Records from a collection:
_ _ _ _

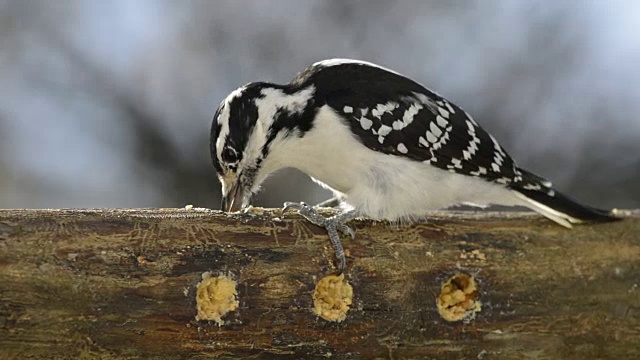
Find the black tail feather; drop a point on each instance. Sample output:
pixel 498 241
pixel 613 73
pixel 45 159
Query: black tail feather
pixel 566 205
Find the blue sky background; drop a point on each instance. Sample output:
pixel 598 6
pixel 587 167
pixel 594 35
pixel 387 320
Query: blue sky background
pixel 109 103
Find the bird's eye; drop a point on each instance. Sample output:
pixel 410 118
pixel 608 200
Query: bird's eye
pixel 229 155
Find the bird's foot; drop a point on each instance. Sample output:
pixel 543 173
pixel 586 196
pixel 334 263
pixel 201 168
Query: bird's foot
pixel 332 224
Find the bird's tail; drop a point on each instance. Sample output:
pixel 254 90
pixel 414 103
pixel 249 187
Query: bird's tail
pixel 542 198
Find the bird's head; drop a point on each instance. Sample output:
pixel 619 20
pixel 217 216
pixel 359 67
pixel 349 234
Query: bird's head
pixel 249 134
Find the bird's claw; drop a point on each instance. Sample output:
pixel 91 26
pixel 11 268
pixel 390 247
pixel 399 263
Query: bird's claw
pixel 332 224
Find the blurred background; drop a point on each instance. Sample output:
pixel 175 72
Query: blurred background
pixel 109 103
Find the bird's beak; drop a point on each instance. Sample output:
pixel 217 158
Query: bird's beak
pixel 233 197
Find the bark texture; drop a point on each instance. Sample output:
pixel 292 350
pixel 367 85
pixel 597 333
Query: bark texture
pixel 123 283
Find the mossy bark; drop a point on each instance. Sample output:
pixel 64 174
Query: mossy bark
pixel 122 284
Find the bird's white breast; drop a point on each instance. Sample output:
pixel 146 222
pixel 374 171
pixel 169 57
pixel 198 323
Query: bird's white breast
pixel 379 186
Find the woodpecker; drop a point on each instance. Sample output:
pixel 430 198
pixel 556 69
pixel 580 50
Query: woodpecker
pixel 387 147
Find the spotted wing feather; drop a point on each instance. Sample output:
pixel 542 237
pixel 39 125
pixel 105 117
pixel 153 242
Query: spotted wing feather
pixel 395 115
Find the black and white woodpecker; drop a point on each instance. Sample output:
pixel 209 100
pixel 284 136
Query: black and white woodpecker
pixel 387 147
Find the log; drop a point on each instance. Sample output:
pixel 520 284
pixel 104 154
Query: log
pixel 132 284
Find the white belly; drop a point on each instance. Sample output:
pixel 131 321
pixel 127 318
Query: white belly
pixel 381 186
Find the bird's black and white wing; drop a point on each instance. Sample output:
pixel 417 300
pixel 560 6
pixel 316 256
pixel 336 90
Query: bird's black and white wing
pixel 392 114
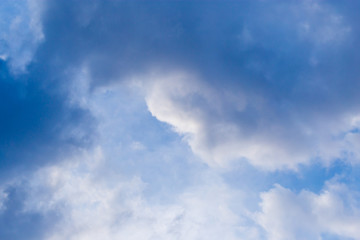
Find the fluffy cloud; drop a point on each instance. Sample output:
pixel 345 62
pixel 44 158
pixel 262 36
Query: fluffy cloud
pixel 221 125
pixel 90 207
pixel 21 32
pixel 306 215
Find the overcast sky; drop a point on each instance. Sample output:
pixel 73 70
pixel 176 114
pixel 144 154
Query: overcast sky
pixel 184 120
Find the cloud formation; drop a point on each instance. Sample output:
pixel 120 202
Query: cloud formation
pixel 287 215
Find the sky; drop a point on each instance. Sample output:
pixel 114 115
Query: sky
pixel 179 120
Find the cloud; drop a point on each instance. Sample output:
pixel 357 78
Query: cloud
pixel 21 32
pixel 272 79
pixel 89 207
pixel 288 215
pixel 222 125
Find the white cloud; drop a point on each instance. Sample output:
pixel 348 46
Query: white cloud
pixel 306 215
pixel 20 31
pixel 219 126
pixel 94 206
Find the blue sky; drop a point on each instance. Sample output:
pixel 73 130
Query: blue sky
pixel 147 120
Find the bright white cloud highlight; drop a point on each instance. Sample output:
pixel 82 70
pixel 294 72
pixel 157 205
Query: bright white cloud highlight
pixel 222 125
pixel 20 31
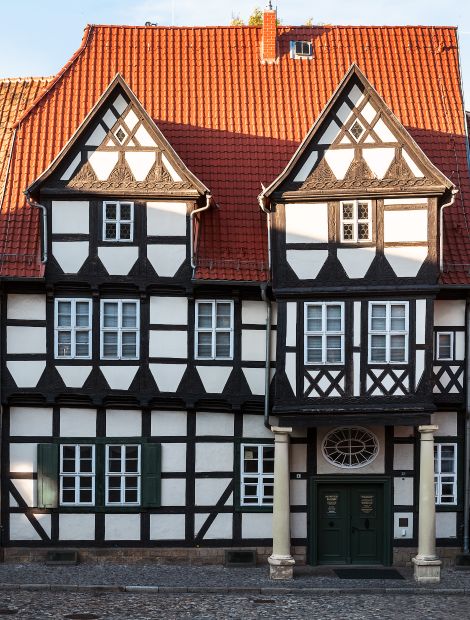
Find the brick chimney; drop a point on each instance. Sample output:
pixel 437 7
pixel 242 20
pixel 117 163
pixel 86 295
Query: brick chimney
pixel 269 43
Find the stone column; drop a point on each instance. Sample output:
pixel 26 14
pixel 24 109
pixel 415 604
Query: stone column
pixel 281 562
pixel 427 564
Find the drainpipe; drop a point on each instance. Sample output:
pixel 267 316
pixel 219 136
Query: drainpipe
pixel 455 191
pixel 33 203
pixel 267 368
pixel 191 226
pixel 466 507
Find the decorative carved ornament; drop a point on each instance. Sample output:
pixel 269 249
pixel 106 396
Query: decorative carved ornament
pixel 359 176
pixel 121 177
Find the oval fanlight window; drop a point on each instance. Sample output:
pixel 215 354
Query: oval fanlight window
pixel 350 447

_ _ _ _

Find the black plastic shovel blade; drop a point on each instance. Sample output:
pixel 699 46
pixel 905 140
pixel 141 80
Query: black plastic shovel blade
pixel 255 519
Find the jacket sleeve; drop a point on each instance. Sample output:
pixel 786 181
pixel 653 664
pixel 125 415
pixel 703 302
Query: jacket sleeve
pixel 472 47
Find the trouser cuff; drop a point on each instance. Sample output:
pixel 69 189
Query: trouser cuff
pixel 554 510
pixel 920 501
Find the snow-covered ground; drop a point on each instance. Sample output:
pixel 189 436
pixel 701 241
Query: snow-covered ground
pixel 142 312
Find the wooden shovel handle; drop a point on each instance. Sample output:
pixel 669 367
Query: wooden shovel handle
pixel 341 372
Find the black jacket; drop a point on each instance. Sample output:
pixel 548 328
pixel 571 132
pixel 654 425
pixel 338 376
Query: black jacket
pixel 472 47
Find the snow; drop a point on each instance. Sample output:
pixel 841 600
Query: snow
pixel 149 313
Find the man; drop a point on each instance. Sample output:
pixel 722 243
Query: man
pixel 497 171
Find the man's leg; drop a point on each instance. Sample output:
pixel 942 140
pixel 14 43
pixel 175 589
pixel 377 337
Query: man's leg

_ _ _ _

TASK BRIEF
Turn the lines from the one containing "Find the bird's beak;" through the one containing "pixel 395 115" into a numbered list, skipping any blank lines.

FINAL ANSWER
1. Find the bird's beak; drop a point on each instance. Sample output:
2. pixel 217 158
3. Query: bird's beak
4. pixel 233 197
5. Find the bark texture; drop a point on each instance. Sample output:
6. pixel 292 350
7. pixel 367 85
8. pixel 597 333
9. Query: bark texture
10. pixel 123 283
11. Find the mossy bark; drop a point on each instance. Sample output:
12. pixel 64 174
13. Query: mossy bark
14. pixel 122 284
15. Find the bird's white breast; drop a point on each instance. Sample output:
16. pixel 146 222
17. pixel 374 171
18. pixel 169 57
19. pixel 198 323
20. Query: bird's white breast
21. pixel 379 186
22. Find the woodpecker; drop a point on each instance. Sample output:
23. pixel 430 198
24. pixel 556 69
25. pixel 580 50
26. Query: woodpecker
27. pixel 387 147
28. Find the spotted wing feather; drop a point on each instance. Sample output:
29. pixel 542 237
30. pixel 39 125
31. pixel 105 117
32. pixel 153 242
33. Query: spotted wing feather
34. pixel 395 115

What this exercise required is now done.